What is needed here is an exact repetition of the records below, beginning at the line that has "Target: recessed fluorescent light" and stopping after the line that has "white ceiling, one".

· · · ·

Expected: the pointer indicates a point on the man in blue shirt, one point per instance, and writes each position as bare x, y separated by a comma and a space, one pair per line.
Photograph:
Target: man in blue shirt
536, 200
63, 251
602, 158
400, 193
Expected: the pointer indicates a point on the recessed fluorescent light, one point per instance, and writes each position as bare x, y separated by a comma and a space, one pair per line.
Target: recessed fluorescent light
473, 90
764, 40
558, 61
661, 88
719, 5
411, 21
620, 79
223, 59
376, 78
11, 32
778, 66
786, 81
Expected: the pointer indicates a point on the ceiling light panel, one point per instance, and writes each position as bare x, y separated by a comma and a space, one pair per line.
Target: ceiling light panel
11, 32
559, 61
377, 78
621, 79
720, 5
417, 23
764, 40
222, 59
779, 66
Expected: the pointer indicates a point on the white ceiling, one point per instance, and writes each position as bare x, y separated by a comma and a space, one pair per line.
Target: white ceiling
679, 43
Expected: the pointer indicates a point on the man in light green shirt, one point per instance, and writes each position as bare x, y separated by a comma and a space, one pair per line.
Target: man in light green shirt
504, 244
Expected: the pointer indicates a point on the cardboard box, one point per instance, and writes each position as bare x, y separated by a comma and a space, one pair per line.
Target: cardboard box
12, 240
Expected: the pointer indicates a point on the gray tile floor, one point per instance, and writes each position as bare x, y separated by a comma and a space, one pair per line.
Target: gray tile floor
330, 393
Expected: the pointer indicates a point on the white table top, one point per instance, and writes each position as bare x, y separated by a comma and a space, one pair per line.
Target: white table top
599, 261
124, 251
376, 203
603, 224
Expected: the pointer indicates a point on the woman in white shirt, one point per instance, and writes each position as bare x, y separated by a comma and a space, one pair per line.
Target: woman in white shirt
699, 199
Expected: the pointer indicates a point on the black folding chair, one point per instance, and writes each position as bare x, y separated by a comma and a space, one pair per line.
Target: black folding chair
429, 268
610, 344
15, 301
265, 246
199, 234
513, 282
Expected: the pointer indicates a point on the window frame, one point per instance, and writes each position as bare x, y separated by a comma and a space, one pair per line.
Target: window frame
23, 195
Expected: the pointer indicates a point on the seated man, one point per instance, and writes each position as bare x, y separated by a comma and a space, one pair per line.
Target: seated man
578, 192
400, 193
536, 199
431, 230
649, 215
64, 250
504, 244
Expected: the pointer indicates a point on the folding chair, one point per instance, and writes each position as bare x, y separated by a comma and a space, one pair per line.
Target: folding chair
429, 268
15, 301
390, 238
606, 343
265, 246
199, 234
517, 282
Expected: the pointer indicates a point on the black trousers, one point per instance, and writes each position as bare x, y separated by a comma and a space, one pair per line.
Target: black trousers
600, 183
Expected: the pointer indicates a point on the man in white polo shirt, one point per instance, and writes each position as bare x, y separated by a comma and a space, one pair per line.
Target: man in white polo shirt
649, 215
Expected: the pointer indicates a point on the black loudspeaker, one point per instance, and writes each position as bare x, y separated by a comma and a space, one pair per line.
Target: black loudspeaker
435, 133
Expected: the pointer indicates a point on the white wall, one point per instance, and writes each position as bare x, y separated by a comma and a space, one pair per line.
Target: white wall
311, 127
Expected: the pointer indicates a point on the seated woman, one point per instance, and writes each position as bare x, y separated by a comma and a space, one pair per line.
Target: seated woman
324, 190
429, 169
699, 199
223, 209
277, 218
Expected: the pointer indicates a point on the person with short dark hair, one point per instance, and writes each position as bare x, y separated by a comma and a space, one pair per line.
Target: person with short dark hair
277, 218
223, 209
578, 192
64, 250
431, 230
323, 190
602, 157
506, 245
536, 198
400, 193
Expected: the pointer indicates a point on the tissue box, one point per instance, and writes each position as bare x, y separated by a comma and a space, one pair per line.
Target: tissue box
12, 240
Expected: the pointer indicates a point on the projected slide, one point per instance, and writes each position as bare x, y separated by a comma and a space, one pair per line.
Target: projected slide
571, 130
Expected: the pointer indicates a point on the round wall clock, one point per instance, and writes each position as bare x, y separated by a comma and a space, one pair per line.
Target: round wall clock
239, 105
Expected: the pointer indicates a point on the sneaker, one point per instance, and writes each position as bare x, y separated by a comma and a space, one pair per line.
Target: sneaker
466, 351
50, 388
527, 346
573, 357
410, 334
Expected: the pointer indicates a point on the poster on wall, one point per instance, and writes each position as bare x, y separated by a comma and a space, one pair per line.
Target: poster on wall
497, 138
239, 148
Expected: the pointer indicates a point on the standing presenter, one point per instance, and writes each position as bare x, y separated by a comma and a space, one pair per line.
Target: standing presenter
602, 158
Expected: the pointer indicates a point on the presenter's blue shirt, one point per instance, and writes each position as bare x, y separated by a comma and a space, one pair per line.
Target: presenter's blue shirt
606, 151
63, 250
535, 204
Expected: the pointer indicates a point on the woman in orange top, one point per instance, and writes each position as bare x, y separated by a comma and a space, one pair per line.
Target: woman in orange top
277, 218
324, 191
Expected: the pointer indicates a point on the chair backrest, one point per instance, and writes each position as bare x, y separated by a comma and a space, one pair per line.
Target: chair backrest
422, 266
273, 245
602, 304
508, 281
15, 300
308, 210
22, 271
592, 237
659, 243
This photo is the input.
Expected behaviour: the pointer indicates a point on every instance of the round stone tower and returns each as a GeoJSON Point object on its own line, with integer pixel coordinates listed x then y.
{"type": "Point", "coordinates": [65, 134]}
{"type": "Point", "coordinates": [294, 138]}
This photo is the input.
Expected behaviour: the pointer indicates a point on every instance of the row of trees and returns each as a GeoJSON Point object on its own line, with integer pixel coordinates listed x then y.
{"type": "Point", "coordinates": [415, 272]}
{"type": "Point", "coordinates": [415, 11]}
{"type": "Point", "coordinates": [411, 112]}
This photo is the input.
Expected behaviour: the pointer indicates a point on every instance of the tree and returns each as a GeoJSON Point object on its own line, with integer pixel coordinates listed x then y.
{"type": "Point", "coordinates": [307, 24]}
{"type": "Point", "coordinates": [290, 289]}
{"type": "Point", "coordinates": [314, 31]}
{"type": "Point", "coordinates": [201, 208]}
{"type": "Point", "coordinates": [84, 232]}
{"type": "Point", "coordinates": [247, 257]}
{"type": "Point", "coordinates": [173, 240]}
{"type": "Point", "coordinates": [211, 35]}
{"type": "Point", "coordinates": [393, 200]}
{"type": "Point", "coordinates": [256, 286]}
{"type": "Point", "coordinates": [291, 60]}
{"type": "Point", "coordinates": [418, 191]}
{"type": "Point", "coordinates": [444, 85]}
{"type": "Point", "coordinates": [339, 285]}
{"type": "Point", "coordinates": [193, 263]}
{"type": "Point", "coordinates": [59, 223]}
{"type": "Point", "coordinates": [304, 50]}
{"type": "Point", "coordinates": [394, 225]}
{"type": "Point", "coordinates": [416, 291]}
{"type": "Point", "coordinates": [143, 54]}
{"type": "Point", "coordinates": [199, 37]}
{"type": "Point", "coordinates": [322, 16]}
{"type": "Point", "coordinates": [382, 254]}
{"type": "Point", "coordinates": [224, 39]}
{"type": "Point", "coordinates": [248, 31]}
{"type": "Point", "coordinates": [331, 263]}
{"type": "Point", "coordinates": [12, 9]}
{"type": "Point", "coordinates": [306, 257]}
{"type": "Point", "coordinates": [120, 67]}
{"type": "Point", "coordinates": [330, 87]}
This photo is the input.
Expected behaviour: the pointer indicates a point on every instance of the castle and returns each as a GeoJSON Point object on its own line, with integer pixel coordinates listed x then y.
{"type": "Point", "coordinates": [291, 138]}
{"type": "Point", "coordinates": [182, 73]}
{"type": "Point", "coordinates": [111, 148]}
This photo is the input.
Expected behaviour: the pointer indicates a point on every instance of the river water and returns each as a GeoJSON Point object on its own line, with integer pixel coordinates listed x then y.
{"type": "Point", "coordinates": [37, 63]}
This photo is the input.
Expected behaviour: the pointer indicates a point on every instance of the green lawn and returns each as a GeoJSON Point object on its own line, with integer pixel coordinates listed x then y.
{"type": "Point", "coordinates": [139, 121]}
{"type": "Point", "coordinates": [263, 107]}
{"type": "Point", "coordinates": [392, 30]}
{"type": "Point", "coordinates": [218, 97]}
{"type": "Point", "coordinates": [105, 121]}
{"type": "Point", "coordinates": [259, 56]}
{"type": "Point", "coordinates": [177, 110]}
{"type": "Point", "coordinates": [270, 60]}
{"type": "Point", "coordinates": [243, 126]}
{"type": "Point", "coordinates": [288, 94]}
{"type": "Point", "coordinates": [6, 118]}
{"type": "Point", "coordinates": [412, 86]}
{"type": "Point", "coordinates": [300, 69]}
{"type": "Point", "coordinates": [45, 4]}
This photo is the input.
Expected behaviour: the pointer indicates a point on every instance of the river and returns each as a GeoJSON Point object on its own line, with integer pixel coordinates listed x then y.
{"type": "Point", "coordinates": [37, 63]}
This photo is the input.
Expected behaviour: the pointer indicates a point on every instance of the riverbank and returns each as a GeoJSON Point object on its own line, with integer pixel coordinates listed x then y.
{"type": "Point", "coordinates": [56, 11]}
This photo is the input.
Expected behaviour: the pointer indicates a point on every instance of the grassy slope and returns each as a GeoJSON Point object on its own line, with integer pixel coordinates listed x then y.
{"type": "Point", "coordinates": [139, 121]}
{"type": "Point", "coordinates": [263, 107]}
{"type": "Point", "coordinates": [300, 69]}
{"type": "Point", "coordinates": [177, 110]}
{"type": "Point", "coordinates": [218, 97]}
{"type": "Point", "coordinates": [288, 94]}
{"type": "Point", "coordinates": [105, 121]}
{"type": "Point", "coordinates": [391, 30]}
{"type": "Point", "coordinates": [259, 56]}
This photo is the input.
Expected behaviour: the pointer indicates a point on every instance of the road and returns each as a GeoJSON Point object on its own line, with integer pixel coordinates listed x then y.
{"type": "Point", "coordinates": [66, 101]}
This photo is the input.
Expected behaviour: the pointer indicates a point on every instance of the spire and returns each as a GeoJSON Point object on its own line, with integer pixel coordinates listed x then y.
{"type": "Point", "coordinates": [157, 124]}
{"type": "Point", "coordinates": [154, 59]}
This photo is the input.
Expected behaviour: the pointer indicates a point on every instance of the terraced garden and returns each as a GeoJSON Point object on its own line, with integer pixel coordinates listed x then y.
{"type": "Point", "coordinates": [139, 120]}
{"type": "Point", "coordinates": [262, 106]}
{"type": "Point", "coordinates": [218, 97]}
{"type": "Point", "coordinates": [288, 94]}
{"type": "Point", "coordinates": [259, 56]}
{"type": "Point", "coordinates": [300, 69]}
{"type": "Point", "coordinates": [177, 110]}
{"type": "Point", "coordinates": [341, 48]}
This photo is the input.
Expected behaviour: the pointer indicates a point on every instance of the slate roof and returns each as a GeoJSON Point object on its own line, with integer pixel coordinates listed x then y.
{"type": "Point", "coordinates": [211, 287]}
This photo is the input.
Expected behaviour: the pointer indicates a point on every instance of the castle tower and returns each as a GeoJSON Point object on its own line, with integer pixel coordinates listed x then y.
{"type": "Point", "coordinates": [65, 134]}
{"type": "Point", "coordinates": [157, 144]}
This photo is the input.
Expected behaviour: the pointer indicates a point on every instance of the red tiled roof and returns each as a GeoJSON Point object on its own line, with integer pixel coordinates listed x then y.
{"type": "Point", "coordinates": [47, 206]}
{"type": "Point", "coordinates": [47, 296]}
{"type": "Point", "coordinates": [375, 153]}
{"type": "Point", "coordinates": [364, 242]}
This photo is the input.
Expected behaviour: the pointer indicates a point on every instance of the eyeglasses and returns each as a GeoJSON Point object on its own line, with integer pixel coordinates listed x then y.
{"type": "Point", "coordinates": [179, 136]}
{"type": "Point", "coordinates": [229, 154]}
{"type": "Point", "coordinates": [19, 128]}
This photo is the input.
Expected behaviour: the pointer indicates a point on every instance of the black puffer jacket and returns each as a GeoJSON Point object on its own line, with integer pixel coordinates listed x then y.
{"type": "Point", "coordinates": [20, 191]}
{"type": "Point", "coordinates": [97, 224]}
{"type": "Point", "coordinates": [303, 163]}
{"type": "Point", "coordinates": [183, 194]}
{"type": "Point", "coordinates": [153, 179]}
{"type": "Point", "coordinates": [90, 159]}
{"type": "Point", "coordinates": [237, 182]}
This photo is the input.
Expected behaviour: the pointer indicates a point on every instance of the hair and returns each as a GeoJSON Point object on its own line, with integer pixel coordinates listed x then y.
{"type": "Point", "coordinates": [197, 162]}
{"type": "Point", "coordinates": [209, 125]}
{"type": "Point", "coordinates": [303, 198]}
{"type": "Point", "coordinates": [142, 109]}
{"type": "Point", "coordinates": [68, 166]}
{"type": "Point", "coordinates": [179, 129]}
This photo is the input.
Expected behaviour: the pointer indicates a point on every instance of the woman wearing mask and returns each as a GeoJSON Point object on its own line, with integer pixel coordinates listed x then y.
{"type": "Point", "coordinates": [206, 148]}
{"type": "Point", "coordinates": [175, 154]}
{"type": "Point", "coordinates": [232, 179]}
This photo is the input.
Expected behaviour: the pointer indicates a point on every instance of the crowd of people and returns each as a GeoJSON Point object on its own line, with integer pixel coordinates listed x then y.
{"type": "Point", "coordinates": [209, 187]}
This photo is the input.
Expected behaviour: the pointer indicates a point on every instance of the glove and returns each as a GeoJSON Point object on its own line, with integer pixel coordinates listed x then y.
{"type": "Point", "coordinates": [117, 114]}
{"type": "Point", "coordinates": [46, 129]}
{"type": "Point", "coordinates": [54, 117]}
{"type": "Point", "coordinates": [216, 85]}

· · · ·

* **Task output**
Target: recessed fluorescent light
473, 90
764, 40
558, 61
661, 88
719, 5
411, 21
620, 79
223, 59
376, 78
11, 32
778, 66
786, 81
Expected: the pointer indicates a point on the ceiling light panel, one point per instance, and writes each position as bare x, y separated by a comma and a space, one pair per line.
Target: ceiling light panel
11, 32
559, 61
377, 78
621, 79
720, 5
417, 23
764, 40
222, 59
779, 66
Expected: the pointer indicates a point on the white ceiling, one point per instance, and writes each position as bare x, y separated by a comma and a space, one pair per line.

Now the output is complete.